TEXT PROVIDED —
--------------------------------------------------
The EAT has held that the dismissal of an employee for causing “upset and friction” when implementing a new safety procedure was automatically unfair.

 

The facts

Mr Sinclair was employed by Trackwork Limited as a Track Maintenance Supervisor. He was tasked with implementing a new safety procedure. However, Trackwork Limited did not tell its employees that Mr Sinclair had been mandated to do this, nor did it communicate to Mr Sinclair its wish to see a “slow change”. Mr Sinclair set about implementing the new procedure with “all due diligence”. The new system represented a change in ways of working, and his attempts to implement the change created friction. The workforce became unhappy, perceiving him to be “overcautious” and “somewhat zealous” in his approach.

Trackwork Limited decided to dismiss Mr Sinclair because of the upset and friction caused by his attempt to implement the new process. Mr Sinclair claimed, under section 100 of the Employment Rights Act 1996, that he had been automatically unfairly dismissed because the reason for the dismissal was that he was carrying out health and safety activities.

The employment tribunal, while stating that it had “a great deal of sympathy” for Mr Sinclair who was the victim of poor management, dismissed his claim. They found that it was the way in which Mr Sinclair had carried out his health and safety activities, causing a loyal workforce to be demoralised, rather than the health and safety activities themselves, that had caused his dismissal.

Mr Sinclair appealed to the EAT, which allowed his appeal. It held that the legislation offered broad protection to employees carrying out health and safety activities on their employer’s behalf. The EAT noted that employees carrying out health and safety activities will often be resisted or regarded negatively by colleagues. Section 100 provides a broad set of protections to employees undertaking health and safety activities and is intended to protect employees from this “mischief”. It would undermine the protection if an employer could fairly dismiss an employee by maintaining that the upset caused by legitimate health and safety activities are unrelated to the activities themselves. There may be cases where an employee’s conduct can be separated from the carrying out of the activities (for example, if the conduct is unreasonable, malicious, or irrelevant to the task in hand), but this was not one of those cases.

The EAT substituted a finding of automatically unfair dismissal and remitted the case to the employment tribunal to consider remedy.

 

What does this mean for employers?

It will be difficult to persuade a tribunal to separate the way in which an employee performs their health and safety activities from the actual performance of the activities. Even if the employee is heavy handed or abrasive in carrying out health and safety activities, employers should be very cautious in subjecting them to any detriment, particularly dismissal given the broad protections afforded respectively by sections 44 and 100 of the Employment Rights Act 1996.
--------------------------------------------------
WHAT YOU ARE ASKED TO DO — From the summary of the safety-procedure dismissal ruling, extract verbatim the passage that opens with the words containing "Trackwork Limited decided" and closes with "and safety activities.".

INFORMATION SHOWN —
--------------------------------------------------
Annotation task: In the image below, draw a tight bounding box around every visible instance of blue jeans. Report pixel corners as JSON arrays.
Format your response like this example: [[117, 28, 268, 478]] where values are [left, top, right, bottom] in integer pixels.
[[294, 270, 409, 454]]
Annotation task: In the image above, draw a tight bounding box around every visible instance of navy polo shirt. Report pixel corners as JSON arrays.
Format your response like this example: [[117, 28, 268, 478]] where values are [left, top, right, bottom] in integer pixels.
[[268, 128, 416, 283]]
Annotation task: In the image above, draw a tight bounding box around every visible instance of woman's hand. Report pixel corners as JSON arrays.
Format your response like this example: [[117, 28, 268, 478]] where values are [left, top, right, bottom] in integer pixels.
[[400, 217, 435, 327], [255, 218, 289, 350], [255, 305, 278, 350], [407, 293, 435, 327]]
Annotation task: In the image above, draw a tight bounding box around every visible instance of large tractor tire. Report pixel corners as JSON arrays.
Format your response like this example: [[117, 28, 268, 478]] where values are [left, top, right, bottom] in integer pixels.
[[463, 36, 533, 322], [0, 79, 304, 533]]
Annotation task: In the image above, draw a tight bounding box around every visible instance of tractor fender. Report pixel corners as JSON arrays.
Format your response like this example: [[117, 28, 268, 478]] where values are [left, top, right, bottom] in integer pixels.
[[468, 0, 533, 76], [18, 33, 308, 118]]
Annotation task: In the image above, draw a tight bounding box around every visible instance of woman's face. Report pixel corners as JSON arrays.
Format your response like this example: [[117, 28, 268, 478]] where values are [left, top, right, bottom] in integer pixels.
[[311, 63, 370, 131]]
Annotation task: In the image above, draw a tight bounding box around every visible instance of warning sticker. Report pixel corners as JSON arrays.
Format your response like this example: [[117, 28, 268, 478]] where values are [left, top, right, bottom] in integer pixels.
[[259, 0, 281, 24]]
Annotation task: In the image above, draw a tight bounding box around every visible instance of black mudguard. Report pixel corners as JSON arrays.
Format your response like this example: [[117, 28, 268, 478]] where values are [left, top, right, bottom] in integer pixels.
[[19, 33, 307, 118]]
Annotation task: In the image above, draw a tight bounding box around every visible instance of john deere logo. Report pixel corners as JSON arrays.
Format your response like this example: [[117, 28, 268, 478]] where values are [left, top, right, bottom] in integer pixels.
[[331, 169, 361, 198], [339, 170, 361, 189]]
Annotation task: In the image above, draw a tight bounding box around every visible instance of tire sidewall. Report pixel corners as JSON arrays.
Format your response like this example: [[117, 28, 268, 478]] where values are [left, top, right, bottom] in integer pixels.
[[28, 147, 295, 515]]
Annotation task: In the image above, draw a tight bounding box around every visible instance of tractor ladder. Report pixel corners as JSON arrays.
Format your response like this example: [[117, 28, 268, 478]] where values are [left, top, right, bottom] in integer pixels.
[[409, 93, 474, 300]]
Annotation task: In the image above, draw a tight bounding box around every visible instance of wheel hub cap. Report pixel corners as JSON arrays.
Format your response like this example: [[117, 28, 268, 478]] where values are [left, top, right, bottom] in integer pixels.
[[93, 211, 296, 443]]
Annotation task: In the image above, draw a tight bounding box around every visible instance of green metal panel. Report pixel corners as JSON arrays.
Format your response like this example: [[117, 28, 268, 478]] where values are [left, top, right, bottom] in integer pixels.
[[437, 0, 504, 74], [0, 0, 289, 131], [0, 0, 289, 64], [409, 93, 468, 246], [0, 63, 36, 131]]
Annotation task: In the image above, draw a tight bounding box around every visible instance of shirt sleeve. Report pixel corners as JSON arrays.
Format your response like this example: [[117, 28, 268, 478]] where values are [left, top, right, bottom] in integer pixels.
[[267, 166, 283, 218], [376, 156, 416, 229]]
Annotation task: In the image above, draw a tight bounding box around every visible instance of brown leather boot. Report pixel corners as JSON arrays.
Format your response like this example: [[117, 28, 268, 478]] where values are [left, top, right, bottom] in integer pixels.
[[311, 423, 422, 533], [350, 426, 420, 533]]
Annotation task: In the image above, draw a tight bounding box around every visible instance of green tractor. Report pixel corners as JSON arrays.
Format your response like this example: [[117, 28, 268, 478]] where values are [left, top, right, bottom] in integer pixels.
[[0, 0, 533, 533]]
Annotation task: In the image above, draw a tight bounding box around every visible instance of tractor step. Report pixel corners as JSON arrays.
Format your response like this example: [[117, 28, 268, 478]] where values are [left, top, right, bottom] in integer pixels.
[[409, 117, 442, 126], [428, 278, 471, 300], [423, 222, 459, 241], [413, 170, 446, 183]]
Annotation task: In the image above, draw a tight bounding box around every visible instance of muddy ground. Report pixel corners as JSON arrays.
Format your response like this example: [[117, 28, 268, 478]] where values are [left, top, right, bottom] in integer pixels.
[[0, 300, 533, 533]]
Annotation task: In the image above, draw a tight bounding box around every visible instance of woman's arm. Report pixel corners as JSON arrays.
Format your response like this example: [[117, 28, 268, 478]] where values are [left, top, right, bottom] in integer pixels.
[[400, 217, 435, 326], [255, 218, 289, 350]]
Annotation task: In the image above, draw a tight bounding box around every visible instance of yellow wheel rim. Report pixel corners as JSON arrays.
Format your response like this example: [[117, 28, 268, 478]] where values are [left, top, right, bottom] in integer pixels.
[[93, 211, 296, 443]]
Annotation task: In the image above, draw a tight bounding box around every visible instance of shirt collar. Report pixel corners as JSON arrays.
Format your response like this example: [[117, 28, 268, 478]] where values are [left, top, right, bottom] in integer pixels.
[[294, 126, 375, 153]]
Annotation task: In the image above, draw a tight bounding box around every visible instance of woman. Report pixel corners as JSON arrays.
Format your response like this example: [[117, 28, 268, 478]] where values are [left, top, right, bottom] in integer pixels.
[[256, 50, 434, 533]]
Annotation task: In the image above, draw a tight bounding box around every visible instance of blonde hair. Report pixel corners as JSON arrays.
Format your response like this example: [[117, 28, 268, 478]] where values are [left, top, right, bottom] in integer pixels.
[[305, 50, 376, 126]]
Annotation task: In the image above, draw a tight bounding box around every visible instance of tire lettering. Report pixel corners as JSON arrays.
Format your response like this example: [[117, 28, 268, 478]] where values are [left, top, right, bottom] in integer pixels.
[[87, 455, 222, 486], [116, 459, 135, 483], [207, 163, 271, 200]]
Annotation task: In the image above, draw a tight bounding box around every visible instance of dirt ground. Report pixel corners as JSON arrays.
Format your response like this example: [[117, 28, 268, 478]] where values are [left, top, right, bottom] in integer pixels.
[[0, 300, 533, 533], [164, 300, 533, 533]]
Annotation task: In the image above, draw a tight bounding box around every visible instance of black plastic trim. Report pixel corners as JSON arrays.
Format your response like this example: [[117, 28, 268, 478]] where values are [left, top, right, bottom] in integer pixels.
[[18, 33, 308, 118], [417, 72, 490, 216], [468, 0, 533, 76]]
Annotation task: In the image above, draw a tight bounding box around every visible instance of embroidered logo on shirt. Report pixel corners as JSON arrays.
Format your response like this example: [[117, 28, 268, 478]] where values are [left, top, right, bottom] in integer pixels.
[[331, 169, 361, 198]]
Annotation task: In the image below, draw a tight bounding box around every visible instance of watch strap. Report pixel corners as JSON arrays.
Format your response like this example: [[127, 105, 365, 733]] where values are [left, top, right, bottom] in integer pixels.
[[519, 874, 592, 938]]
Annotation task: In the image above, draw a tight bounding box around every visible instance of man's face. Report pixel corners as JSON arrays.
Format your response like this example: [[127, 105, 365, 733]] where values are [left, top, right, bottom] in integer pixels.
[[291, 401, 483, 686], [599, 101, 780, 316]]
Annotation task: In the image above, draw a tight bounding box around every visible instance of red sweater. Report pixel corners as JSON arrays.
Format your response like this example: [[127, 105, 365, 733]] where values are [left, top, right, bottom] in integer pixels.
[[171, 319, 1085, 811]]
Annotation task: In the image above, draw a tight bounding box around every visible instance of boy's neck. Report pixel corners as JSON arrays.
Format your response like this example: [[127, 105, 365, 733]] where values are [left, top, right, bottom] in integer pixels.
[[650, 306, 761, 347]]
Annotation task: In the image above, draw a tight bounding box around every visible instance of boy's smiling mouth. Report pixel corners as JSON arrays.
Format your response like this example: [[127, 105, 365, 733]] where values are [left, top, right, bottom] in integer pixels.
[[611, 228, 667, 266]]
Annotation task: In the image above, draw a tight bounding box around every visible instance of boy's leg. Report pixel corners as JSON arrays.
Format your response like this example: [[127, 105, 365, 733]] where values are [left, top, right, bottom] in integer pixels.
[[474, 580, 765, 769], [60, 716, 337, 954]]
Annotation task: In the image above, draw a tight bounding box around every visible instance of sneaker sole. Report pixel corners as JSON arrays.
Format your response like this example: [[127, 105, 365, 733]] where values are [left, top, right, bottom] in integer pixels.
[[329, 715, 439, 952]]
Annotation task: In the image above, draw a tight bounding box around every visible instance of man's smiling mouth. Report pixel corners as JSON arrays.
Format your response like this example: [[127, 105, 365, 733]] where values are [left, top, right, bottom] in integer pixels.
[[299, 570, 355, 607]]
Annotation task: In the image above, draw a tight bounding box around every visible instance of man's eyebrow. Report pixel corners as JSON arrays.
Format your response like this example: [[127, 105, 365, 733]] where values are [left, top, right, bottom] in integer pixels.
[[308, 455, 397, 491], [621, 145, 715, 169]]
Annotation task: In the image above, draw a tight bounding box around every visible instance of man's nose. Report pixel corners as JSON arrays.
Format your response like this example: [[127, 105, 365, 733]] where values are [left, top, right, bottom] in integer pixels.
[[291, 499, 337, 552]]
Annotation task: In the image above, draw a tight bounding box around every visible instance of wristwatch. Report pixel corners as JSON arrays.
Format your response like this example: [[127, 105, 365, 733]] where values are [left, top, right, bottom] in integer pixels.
--------------------------------------------------
SOLUTION TO THIS TASK —
Trackwork Limited decided to dismiss Mr Sinclair because of the upset and friction caused by his attempt to implement the new process. Mr Sinclair claimed, under section 100 of the Employment Rights Act 1996, that he had been automatically unfairly dismissed because the reason for the dismissal was that he was carrying out health and safety activities.